WORK REQUEST: Work through the data below and copy out every line where "above" is found.

Referring expression pointing data
********************

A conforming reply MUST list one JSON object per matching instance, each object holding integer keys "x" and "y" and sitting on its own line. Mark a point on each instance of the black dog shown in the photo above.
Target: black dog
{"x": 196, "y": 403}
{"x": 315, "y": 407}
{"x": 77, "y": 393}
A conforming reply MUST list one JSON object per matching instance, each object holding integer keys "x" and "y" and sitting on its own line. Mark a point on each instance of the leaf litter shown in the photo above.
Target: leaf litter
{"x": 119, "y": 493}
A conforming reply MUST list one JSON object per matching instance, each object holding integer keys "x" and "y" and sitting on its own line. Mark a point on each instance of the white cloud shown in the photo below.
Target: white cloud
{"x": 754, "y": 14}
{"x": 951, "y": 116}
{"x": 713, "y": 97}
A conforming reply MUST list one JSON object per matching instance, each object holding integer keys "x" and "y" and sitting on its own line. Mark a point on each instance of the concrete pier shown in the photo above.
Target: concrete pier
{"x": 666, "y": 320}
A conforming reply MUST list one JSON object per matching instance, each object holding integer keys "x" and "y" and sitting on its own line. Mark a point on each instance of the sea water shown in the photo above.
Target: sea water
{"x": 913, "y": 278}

********************

SOLUTION BELOW:
A conforming reply MUST list one JSON object per matching instance, each object holding integer keys "x" and "y" and sitting on its own line. Mark a point on each instance of the black dog shown in the photo above.
A conforming reply MUST list one JSON object per matching instance, each object holding integer keys "x" and "y" and sitting on its own line. Mark a point on each instance of the leaf litter shown in the photo above.
A conforming reply MUST list one JSON object per matching instance, each object holding integer keys "x" and "y" and sitting on its own line. Mark a point on each instance of the concrete pier shown in the photo above.
A conforming reply MUST list one JSON object per matching instance, each object holding integer keys "x" and "y" and sitting on its own line. Mark a point on each instance of the sea water shown in the photo above.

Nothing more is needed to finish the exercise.